*** Block opens ***

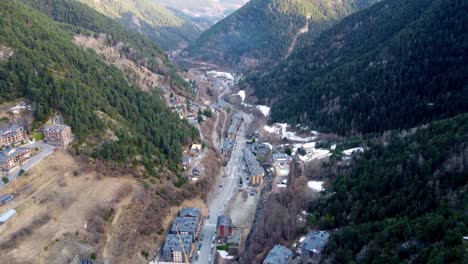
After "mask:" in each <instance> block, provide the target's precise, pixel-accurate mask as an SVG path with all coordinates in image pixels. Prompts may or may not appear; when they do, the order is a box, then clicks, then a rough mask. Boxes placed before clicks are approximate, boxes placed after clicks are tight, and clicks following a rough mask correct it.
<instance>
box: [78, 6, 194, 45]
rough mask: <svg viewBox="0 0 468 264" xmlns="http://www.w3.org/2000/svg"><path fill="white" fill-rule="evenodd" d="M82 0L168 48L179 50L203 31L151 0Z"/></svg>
mask: <svg viewBox="0 0 468 264" xmlns="http://www.w3.org/2000/svg"><path fill="white" fill-rule="evenodd" d="M79 1H80V2H82V3H85V4H87V5H89V6H90V7H92V8H94V9H96V10H97V11H98V12H100V13H102V14H104V15H106V16H109V17H112V18H114V19H116V20H117V21H119V22H120V23H121V24H123V25H124V26H126V27H127V28H129V29H132V30H135V31H137V32H140V33H142V34H144V35H146V36H148V37H149V38H150V39H152V40H154V41H155V42H156V43H157V44H158V45H159V46H161V47H162V48H163V49H165V50H176V49H178V48H179V46H180V45H186V44H187V43H188V42H190V41H193V40H195V38H197V37H198V35H199V34H200V31H199V29H198V28H197V27H196V26H195V25H193V24H192V23H191V22H190V21H189V20H186V19H184V18H183V17H181V16H178V15H177V14H175V13H174V12H172V11H171V10H169V9H167V8H165V7H163V6H161V5H158V4H156V3H155V2H154V1H151V0H112V1H110V0H79Z"/></svg>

*** Block closes ***

* DIRECTIONS FOR THIS TASK *
Word for word, return the material above, but drop the pictures.

* REPLY TO THE TASK *
After "mask:" in each <instance> block, provide the target's precise, pixel-accurate mask as an SVG path with all coordinates in image pixels. Prompts may or may not appear; when they do, the order is a box, then clicks, then a rough mask. Boxes placed before clicks are approximate, boxes placed after clicks are tight, and clicks following a rough mask correct it.
<instance>
box: [78, 6, 194, 45]
rough mask: <svg viewBox="0 0 468 264" xmlns="http://www.w3.org/2000/svg"><path fill="white" fill-rule="evenodd" d="M82 0L168 48L179 50L203 31L151 0Z"/></svg>
mask: <svg viewBox="0 0 468 264" xmlns="http://www.w3.org/2000/svg"><path fill="white" fill-rule="evenodd" d="M79 1H80V2H82V3H85V4H87V5H89V6H90V7H92V8H94V9H96V10H97V11H98V12H100V13H102V14H104V15H106V16H109V17H112V18H114V19H116V20H117V21H119V22H120V23H121V24H123V25H124V26H126V27H127V28H129V29H132V30H135V31H137V32H140V33H142V34H144V35H146V36H148V37H149V38H150V39H152V40H154V41H155V42H156V43H157V44H158V45H159V46H161V47H162V48H163V49H165V50H176V49H178V48H179V46H180V45H186V44H187V43H188V42H190V41H193V40H195V38H197V37H198V35H199V34H200V31H199V29H198V28H197V27H196V26H195V25H193V24H192V23H191V22H190V21H189V20H186V19H184V18H183V17H181V16H178V15H177V14H175V13H174V12H172V11H171V10H169V9H167V8H165V7H163V6H161V5H158V4H156V3H155V2H154V1H151V0H112V1H110V0H79Z"/></svg>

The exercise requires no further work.